→ **Rows**:

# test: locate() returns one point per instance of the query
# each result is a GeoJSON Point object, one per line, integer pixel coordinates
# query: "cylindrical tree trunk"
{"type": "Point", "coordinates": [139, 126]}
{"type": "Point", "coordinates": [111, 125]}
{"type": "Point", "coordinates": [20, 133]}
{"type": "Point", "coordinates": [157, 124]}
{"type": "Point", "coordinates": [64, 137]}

→ **Stated task**:
Copy out the material above line for line, leaving every character unchanged.

→ **Full answer**:
# test: locate() returns one point per instance of the query
# each result is a GeoJSON Point object, one per line, integer pixel coordinates
# query: "cylindrical tree trunk"
{"type": "Point", "coordinates": [139, 126]}
{"type": "Point", "coordinates": [111, 125]}
{"type": "Point", "coordinates": [20, 133]}
{"type": "Point", "coordinates": [157, 124]}
{"type": "Point", "coordinates": [64, 137]}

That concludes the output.